■ TASK TO COMPLETE: Look for "rocky" in each line of the records, and copy the lines that have it.

■ PROVIDED ENTRIES:
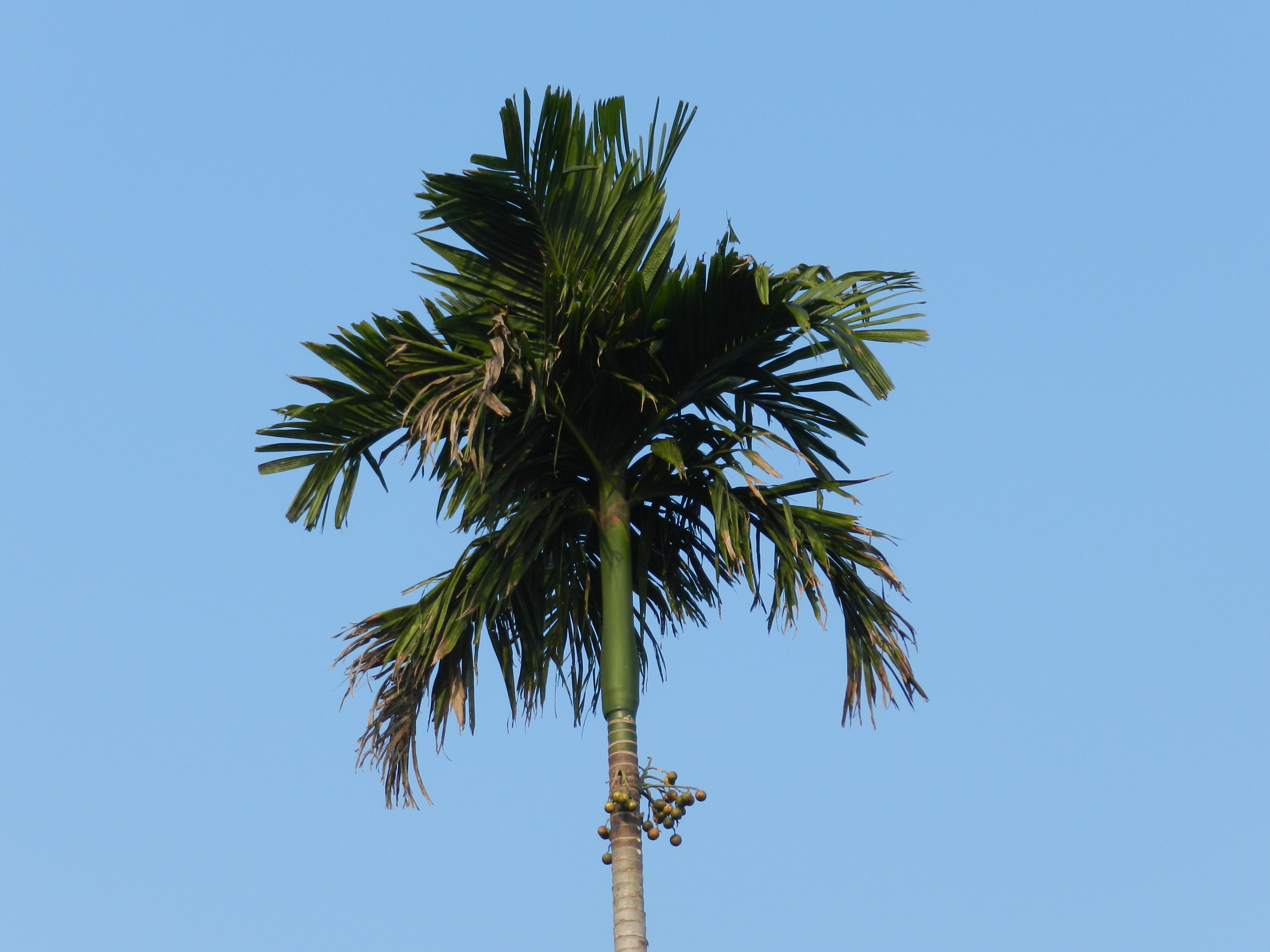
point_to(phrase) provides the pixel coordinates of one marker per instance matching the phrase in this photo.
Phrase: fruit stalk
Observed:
(619, 684)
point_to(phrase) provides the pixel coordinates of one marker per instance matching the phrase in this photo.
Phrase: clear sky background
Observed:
(1078, 478)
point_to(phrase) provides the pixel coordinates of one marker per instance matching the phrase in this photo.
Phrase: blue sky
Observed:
(1078, 469)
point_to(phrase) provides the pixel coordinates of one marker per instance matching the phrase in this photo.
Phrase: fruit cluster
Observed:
(667, 804)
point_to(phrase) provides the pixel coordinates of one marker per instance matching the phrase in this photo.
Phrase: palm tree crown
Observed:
(572, 374)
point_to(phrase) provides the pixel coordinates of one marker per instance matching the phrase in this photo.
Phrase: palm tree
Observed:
(594, 414)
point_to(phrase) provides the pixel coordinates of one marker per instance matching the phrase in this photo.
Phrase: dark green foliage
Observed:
(567, 348)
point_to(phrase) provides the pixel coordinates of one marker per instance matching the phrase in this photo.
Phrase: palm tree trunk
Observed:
(619, 685)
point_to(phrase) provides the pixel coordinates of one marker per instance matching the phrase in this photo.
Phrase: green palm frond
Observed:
(568, 351)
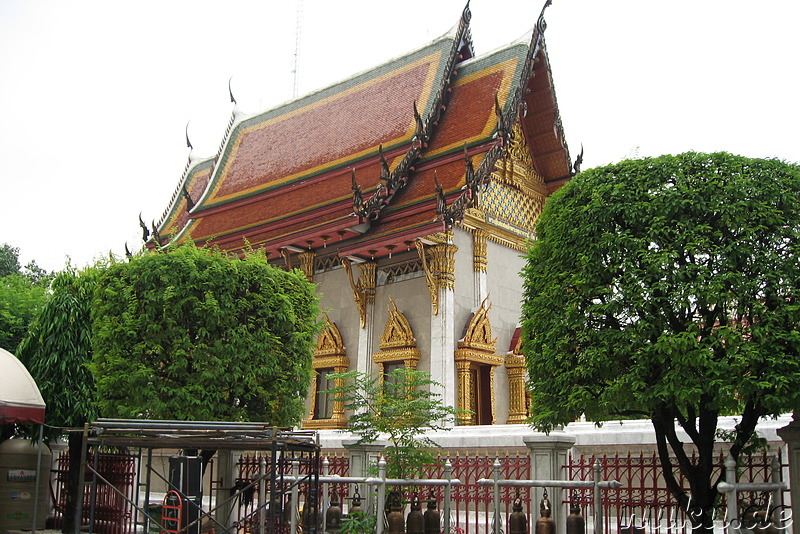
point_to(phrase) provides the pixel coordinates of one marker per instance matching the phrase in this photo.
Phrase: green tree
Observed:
(9, 260)
(399, 406)
(197, 334)
(57, 350)
(668, 288)
(23, 291)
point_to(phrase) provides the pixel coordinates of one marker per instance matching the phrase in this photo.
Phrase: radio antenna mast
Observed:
(297, 33)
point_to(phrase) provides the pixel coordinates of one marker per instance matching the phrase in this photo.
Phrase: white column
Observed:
(443, 346)
(549, 453)
(364, 363)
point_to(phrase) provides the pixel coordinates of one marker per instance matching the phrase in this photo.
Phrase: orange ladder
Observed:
(172, 513)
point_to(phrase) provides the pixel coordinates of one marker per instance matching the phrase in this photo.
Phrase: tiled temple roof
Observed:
(353, 164)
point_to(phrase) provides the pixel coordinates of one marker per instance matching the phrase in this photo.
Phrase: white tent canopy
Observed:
(20, 400)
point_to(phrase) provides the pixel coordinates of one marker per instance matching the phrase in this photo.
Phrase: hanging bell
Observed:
(517, 521)
(394, 518)
(355, 505)
(576, 524)
(415, 522)
(333, 516)
(432, 518)
(545, 524)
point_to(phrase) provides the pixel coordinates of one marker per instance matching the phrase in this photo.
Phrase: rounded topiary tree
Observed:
(668, 288)
(199, 334)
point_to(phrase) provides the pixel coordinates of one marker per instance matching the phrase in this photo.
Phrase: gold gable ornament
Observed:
(397, 342)
(329, 354)
(475, 363)
(519, 396)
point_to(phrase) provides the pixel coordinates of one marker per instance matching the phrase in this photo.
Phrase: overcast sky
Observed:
(95, 96)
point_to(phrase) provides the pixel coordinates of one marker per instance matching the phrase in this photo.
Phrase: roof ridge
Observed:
(181, 187)
(476, 179)
(391, 183)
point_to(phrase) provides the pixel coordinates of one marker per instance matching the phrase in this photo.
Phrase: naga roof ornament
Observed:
(454, 213)
(391, 183)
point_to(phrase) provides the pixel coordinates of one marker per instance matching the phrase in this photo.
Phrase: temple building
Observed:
(407, 194)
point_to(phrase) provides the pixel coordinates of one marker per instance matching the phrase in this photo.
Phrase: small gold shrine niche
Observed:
(329, 358)
(398, 347)
(438, 262)
(475, 362)
(519, 396)
(364, 288)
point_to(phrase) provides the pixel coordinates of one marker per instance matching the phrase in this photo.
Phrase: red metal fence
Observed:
(113, 514)
(644, 502)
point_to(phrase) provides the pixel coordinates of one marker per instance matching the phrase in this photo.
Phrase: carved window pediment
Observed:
(475, 362)
(329, 357)
(398, 343)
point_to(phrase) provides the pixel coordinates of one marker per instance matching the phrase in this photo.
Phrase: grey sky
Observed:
(95, 96)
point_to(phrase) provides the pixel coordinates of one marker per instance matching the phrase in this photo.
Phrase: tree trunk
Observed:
(699, 502)
(73, 478)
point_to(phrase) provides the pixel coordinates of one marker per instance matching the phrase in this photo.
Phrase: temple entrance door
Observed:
(482, 393)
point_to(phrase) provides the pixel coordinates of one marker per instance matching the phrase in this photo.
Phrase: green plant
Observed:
(669, 288)
(399, 406)
(358, 523)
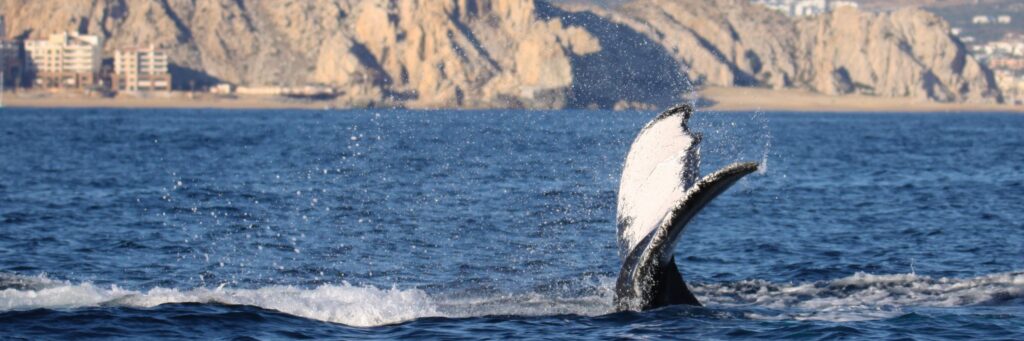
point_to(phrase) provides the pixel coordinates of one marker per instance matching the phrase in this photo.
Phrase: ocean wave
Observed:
(857, 297)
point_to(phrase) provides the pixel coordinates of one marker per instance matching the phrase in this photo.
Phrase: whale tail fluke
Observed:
(649, 278)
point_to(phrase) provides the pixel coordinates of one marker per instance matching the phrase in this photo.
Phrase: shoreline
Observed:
(720, 99)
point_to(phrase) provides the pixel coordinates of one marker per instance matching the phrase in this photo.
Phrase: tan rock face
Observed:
(731, 42)
(480, 53)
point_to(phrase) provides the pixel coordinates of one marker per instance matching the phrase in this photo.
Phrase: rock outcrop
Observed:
(500, 53)
(904, 53)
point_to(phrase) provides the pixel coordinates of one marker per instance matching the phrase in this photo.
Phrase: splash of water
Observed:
(857, 297)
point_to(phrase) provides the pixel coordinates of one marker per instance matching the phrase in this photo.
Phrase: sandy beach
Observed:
(722, 99)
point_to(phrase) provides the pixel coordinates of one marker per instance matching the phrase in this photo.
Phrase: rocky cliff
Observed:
(479, 53)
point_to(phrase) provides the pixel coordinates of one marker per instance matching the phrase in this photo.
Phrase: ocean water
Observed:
(276, 224)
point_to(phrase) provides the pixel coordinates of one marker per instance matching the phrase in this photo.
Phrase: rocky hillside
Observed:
(499, 53)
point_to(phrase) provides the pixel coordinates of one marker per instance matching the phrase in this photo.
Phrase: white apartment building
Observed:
(65, 59)
(140, 70)
(805, 7)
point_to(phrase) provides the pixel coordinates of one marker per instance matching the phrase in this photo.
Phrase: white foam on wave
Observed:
(351, 305)
(857, 297)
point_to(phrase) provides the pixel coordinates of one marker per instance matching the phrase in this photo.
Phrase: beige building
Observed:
(140, 70)
(66, 59)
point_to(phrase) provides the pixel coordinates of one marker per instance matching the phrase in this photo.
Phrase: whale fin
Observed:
(649, 278)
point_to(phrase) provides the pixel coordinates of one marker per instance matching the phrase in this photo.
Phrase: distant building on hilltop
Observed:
(66, 59)
(10, 65)
(140, 70)
(805, 7)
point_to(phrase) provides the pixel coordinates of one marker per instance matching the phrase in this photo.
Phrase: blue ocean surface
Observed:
(381, 223)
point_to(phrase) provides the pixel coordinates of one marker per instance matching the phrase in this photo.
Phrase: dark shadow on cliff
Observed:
(629, 68)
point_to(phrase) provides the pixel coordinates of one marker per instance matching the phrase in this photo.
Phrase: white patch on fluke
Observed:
(662, 164)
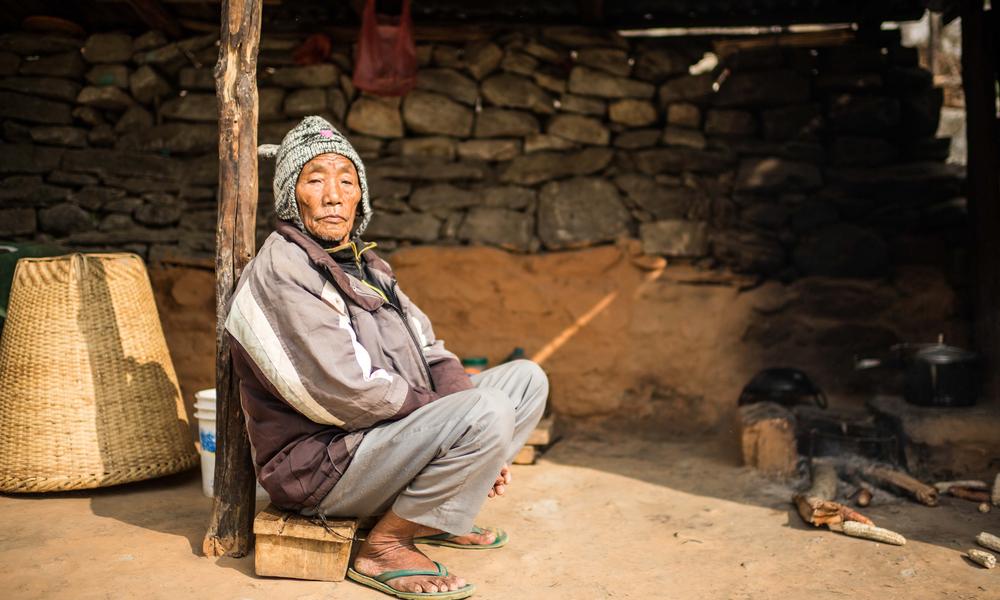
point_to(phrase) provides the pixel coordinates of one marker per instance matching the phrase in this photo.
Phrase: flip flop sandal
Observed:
(378, 582)
(445, 539)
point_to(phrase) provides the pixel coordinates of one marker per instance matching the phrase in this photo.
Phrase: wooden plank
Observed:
(979, 78)
(767, 438)
(290, 545)
(229, 532)
(806, 39)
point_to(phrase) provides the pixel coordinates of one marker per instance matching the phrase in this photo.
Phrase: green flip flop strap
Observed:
(389, 575)
(444, 537)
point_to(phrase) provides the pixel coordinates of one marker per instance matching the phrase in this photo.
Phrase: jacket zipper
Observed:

■ RESULT BELOW:
Phrase: rocky cliff
Phrase: rocky hillside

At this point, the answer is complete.